■ **Work to complete**: Write the material out again in full, exactly.

+===+

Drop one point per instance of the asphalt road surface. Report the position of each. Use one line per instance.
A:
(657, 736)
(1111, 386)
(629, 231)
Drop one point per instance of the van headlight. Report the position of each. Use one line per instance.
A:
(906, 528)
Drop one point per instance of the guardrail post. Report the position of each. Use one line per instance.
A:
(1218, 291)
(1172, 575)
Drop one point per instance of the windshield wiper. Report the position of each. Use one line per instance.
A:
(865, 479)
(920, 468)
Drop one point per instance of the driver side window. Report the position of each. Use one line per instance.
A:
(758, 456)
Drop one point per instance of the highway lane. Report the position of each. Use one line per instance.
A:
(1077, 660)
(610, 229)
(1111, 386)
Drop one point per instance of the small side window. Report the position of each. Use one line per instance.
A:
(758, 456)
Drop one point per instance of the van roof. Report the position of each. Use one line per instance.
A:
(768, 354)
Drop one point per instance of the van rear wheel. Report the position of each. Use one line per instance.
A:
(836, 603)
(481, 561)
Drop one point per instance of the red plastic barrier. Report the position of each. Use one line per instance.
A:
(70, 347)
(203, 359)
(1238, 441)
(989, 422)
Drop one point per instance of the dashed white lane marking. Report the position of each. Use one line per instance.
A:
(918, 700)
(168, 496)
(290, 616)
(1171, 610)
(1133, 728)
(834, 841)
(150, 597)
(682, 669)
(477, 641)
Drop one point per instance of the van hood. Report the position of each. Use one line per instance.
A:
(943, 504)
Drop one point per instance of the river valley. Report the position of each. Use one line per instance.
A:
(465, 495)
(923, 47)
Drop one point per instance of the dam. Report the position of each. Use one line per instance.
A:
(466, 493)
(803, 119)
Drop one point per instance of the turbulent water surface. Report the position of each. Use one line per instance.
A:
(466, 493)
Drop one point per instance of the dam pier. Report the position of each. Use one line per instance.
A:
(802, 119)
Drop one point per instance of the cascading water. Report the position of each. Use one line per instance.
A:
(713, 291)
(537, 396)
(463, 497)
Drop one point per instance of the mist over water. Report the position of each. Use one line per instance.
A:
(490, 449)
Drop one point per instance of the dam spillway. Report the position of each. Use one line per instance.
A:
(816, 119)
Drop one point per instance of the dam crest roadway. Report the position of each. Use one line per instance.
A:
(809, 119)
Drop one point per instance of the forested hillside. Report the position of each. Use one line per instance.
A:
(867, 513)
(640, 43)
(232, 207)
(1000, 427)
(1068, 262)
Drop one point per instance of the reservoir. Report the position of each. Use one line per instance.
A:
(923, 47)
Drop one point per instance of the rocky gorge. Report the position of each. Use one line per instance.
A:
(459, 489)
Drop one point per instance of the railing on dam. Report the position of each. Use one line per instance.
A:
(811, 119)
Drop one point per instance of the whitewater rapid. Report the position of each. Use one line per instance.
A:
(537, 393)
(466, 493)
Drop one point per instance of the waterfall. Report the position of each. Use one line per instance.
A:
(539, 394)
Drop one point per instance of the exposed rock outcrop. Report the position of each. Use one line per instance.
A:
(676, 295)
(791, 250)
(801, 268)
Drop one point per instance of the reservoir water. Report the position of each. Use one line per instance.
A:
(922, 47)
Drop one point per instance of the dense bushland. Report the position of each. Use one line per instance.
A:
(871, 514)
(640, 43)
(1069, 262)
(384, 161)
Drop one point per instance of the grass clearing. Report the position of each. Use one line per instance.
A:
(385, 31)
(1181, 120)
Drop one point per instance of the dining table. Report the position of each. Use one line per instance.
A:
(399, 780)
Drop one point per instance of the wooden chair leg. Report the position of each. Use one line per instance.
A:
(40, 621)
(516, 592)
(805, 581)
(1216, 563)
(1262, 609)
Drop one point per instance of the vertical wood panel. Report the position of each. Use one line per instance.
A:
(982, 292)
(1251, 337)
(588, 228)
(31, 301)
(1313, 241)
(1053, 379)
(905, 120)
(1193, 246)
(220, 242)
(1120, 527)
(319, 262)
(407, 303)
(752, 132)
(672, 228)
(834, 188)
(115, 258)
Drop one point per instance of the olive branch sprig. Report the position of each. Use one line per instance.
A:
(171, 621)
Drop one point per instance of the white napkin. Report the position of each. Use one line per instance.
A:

+===+

■ **Task response**:
Drop one point per instance of the asphalt road surface. Report the position of each. Use one line per instance.
A:
(657, 736)
(1111, 386)
(629, 231)
Drop one point per instance of the van headlight. Report the position of each. Use one line per instance.
A:
(906, 528)
Drop one point per instance of the guardrail post. Report the position of each. Use one line per instance.
A:
(1218, 291)
(1172, 575)
Drop one point per instance of the windshield wiper. Report the position of each. Use one line per instance.
A:
(865, 479)
(920, 468)
Drop one point per instance of the driver side window. Report the position of each. Use one line per instance.
A:
(758, 456)
Drop one point per instance of the highway lane. Report the position of each. Use one line per instance.
A:
(1077, 660)
(610, 229)
(1111, 386)
Drop one point per instance of the small side window. Report the position of each. Use one line per instance.
A:
(758, 456)
Drop one point per instance of the van roof. Report the position of each. Use one line per instance.
A:
(768, 354)
Drop one point per instance of the van rear wheel. Report the position of each. Use one line per instance.
A:
(836, 603)
(481, 561)
Drop one point per instance of the red plastic barrier. Report the position of each. Use one line per instance.
A:
(70, 347)
(203, 359)
(1238, 441)
(989, 422)
Drop one point per instance of the dashed white lane marking. Report the position of each. Use one line per instance.
A:
(918, 700)
(168, 496)
(290, 616)
(1171, 610)
(1133, 728)
(834, 841)
(150, 597)
(682, 669)
(477, 641)
Drop one point per instance of the van hood. Report the position of each. Use one line per instance.
A:
(943, 504)
Drop one point per instance of the river valley. Report the position of each. Use one line per instance.
A:
(465, 495)
(923, 47)
Drop one point per instance of the dam. Report the position of each. Use one line per instance.
A:
(466, 493)
(803, 119)
Drop one point per instance of the turbulent water surface. Report the position of each. Use one line per instance.
A:
(466, 493)
Drop one point per instance of the dam pier. Report the position of each. Use one line per instance.
A:
(802, 119)
Drop one point per instance of the cascading water. Report the position of each. Use one line per instance.
A:
(713, 291)
(537, 396)
(463, 497)
Drop one point per instance of the mist over water. Report the position of each. Use one line per instance.
A:
(490, 449)
Drop one point per instance of the dam spillway. Report the position of each. Use one line per instance.
A:
(816, 119)
Drop one point per instance of the dam crest roadway. Report the position of each. Use one line per instance.
A:
(809, 119)
Drop one point per instance of the forested hillside. Report the position of each. Use one line per instance.
A:
(867, 513)
(640, 43)
(232, 207)
(1000, 427)
(1068, 262)
Drop one point per instance of the reservoir. Report the position of each. Use one line per instance.
A:
(923, 47)
Drop one point per instance of the rocky gorge. Report the position of each. Use one line per instance.
A:
(459, 489)
Drop one point per instance of the railing on dam. Report the position of each. Use one line per instance.
A:
(811, 119)
Drop one point per instance of the whitewater rapid. Report the position of each. Use one line per instance.
A:
(537, 393)
(466, 493)
Drop one point per instance of the waterfall. Report the position of each. Use one line per instance.
A:
(539, 394)
Drop one point per instance of the exposed rock outcrop. Report the position of each. Use one line per instance.
A:
(676, 295)
(791, 250)
(801, 268)
Drop one point per instance of the reservoir water. Report the position of each. Use one line per instance.
A:
(922, 47)
Drop one point per instance of the dense bushland. Report the position of each. Use one line per instance.
A:
(871, 514)
(640, 43)
(1069, 262)
(384, 161)
Drop one point per instance of the grass clearing. Report the position of each. Use one line per instance.
A:
(385, 31)
(1181, 120)
Drop one point per instance of the dining table. Report the position of each. Use one line per instance.
A:
(399, 780)
Drop one point per instance of the wooden chair leg. Report the position of each. Use one line per instance.
A:
(40, 621)
(516, 592)
(805, 581)
(1216, 563)
(1262, 609)
Drop one point per instance of the vertical wood panel. Report the position of each. Use one line per instance.
A:
(982, 292)
(1251, 337)
(588, 228)
(31, 301)
(1313, 241)
(1053, 379)
(905, 120)
(1193, 246)
(220, 242)
(1120, 527)
(319, 262)
(407, 303)
(752, 132)
(672, 228)
(834, 188)
(115, 258)
Drop one point per instance of the olive branch sprig. Report the position of each. Use one line per instance.
A:
(171, 621)
Drop one point per instance of the white napkin. Report the position of each. Use one line per instance.
A:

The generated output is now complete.